By Tony La Vina | Posted on July 07, 2012 | 12:01am
Three means of electricity generation are often raised as solutions to our looming power crisis: fossil fuel-based (coal and oil most especially), large-scale hydroelectric (big dams), and nuclear power. While some look at them as saviors, I view them with apprehension, and not just from an environmental aspect. These options come with overlooked costs, that fossil fuels, big hydro, and nuclear power cannot truly live up to the promise of cheap and abundant energy—that cheap energy is itself an utopian illusion.
Relative availability of the resource, and the maturity of combustion and turbine technologies are the reasons why fossil fuel power generation is relatively cheap compared to emerging RE technologies. Coal and oil plants (and diesel generators for independent power producers) are financially easy to set up compared to other options, explaining their appeal as the go-to option for large-scale and rural electrification. Yet we know that this cheap attractiveness doesn’t reflect or take into account greenhouse gas emissions (and prospects for emission caps) and the supply and price of fossil fuels, costs that, in the long run, we will pay dearly for.

★ ★ ★ ★

[REQUIRED WORK]
- A) Extract the passage of the column on electricity generation from "By Tony La Vina" up to and including "an utopian illusion.".
- B) Continue the column on electricity generation from the point at which it stops.
The material after this point is separate from the column on electricity generation.

[AVAILABLE DATA]
★ ★ ★ ★

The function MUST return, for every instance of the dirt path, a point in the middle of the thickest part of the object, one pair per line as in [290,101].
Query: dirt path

★ ★ ★ ★

[EXERCISE ANSWERS]
- A)
By Tony La Vina | Posted on July 07, 2012 | 12:01am
Three means of electricity generation are often raised as solutions to our looming power crisis: fossil fuel-based (coal and oil most especially), large-scale hydroelectric (big dams), and nuclear power. While some look at them as saviors, I view them with apprehension, and not just from an environmental aspect. These options come with overlooked costs, that fossil fuels, big hydro, and nuclear power cannot truly live up to the promise of cheap and abundant energy—that cheap energy is itself an utopian illusion.

- B)
Arguably, we have arrived at that point. We need not mince words about volatile fuel prices, influenced by global supply and demand, politics in the Middle East, and so on, and now even coal supplies are facing the crunch. For example, in an op-ed, Pete Maniego of the National Renewable Energy Board and analyst Dennis Posadas noted that in June 2011, the approved rate for Panay Energy Development Corporation, which operates a coal plant, was P7.40/kwh, when coal was at $53/metric ton. By January 2012 coal became twice as expensive, at $116/ton. Electricity costs in Iloilo in fact rose to as high as P8.30/kwh in March, before increased power consumption and reduction in rates and taxes lowered charges to P7.95—a reduction some fear is only temporary considering its bases.
All this is on top of the health effects of coal and oil combustion (localized to the plant’s surroundings), greenhouse gas emissions, and the expense required to “clean up” coal oil-fired plants with pollution-mitigating technology. The last of these increases the costs of fossil fuel plants themselves, while the rest are costs absorbed instead by society and the environment: increased health expenditures (both in private and government budgets), climate change, and other downstream effects.
As for large hydroelectric dams, they may not emit greenhouse gases like fossil fuel plants, and are so efficient that their electricity is practically as cheap as coal, but they carry just as heavy a cost. Unlike fossil fuel plants, large dams involve an equally large investment of resources and time in their establishment. Further, their reservoirs, inundating lands upriver from the dam, displace both environmental and human habitats—and in the Philippines, that usually means sensitive ecologies, and marginalized indigenous peoples and/or communities who depend on the river and land for a living—all the more true in poverty-afflicted Mindanao, an island with vast hydro resources being eyed for power generation.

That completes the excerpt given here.